Island hopping for cells

A two-state hopping experiment combined with a dynamical systems model reveals that cancer cells are deterministically driven across barriers, whereas normal cells cross only with the help of stochastic fluctuations.

Migration is doubtless one of the most important features of living cells. There are around 3.7 × 1013 cells in our body1 — a huge number that is made possible by exponential growth during the nine months of embryonic development. Although these cells are all mobile during development, once they differentiate into distinct cell types only a few retain a migratory lifestyle. But each and every one of our cells maintains the capacity to migrate, which is what saves us when we suffer a wound: non-migratory cells can switch to migration mode and close the wound. The flip side of this remarkable ability is that some cells can make the change without an external cue, and this is exactly what happens when we develop cancer metastases. Now, writing in Nature Physics, David Brückner and colleagues have used a clever combination of experiments and dynamical systems theory to reveal surprising differences in the way that these cells migrate2.

Biological systems are based on the interaction of many biomolecules and are the most complex systems that physicists study. Therefore, it is always gratifying when a simple quantitative approach reveals novel insight without being burdened by molecular detail. Recently, such progress has been achieved repeatedly in the context of collective cell migration, in which new behaviours emerge from the interplay of many cells acting as an ensemble3. Brückner and co-workers focused instead on single-cell behaviour, designing a simple two-state pattern that induced motile cells to continuously switch between two adhesive islands. Because cell migration usually covers larger distances, most experiments in this area are designed to follow cells that move over a flat substrate or through some structured yet extended environment. Brückner and co-workers now studied an even simpler situation, namely how cells cope with a single geometrical constriction, which is a common challenge in their physiological environment.

Using standard tools from micropatterning adhesive environments for cells4, they designed two islands connected by a thin bridge (Fig. 1a). When motile cells were plated onto these patterns, they started to hop from one island to the other — once they arrived on an island, their intrinsic activity eventually drove them back to the bridge and over to the other island. By using a fluorescent label for the cell nucleus, the authors were able to record a large number of two-state trajectories for position and velocity. Their sampling time of 10 min reflected the slow timescales of cell migration: a typical dwell time on one island was 3 h and a typical velocity was 1 μm min–1.

Fig. 1: Cancer and normal cells show very different dynamical behaviours on two-state micropatterns.

━━━━━━━━━━

Problem set =>
**1)** Translate this sentence from the article on cells hopping between islands into Spanish: "Migration is doubtless one of the most important features of living cells."
**2)** Write the next few paragraphs of the article on cells hopping between islands, picking up right after its last line.

━━━━━━━━━━

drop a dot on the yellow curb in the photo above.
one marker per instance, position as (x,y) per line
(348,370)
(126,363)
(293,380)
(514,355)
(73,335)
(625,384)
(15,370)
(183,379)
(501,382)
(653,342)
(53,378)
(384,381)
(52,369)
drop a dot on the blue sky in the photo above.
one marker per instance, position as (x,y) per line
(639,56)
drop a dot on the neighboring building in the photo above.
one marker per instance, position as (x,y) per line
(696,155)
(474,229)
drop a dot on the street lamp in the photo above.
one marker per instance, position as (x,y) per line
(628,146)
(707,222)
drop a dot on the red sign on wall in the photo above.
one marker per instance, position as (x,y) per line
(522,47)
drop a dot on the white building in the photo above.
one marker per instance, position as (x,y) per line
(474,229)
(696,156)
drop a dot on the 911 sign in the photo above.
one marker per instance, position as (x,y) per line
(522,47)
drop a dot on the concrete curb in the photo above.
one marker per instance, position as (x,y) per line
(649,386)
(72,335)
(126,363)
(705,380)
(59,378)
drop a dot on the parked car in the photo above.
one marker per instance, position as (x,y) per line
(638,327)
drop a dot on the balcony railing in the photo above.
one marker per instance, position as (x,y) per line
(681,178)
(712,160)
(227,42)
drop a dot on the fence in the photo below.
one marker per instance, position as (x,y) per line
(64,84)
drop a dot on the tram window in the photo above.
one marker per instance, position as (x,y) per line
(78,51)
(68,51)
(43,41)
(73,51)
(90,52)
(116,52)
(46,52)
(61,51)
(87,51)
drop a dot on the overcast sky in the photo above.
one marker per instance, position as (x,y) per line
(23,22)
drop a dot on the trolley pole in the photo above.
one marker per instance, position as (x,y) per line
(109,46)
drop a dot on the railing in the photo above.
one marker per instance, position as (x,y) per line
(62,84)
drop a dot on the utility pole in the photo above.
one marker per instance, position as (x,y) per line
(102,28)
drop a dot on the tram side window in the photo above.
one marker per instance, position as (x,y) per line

━━━━━━━━━━

Exercise responses =>
**1)** La migración es, sin duda, una de las características más importantes de las células vivas.

**2)**
a, A cancer cell crossing over from one to the other island on a two-state micropattern (white outline, squares with 37 μm side lengths; cell image with fluorescent actin). The nucleus is tracked to obtain two-state trajectories (shown schematically as a circle). b, Phase plane analysis for the deterministic forces for the cancer cell. A closed limit cycle exists similar to the van der Pol oscillator (position on x axis and velocity on y axis, respectively). c, For the normal cell, the same analysis reveals two stable fixed points, thus this system is bistable. Figure adapted from ref. 2, Springer Nature Ltd.

The next challenge was then to come up with a theoretical framework to analyse these high-quality time-lapse data. Top-down approaches to cell migration usually start from the concept of persistent random motion5,6, whereas bottom-up approaches focus largely on the role of polymerizing actin gels pushing the cell envelope forward7. In this study, the authors decided to go for a phenomenological top-down approach, but one that focused on the oscillatory behaviour observed in the two-state system. They considered several options and found that the simplest successful description was a Langevin equation describing the velocity with deterministic forces and a (multiplicative) noise amplitude. Both functions can be inferred from the experimental data and thus one could theoretically analyse the relative contributions from deterministic and stochastic force.

Surprisingly, from the deterministic part they found completely different fixed-point structures for the two cell lines they analysed. The simulated phase portrait for cancer cells revealed a closed limit cycle similar to the van der Pol oscillator (Fig. 1b), but the phase portrait for the normal cells showed two stable fixed points and thus bistability (Fig. 1c). This implies that noise has a completely different function in the two systems. For the cancer cells, noise seems to only amplify the deterministic driving over the barrier, whereas for the normal cells, noise is essential to escape from the attractive fixed points to cross the barrier and to generate the observed oscillations.

This study shows the power of a top-down analysis firmly rooted in the concepts and methods provided by dynamical systems theory. Because it provides novel insight into the fundamentally different control structure in cancer versus normal cells, it also has medical relevance. However, it does not address the question of the underlying molecular mechanisms, in particular of differences in the control system for the polymerizing actin gels that push the cell envelope forward onto the bridge connecting the two islands.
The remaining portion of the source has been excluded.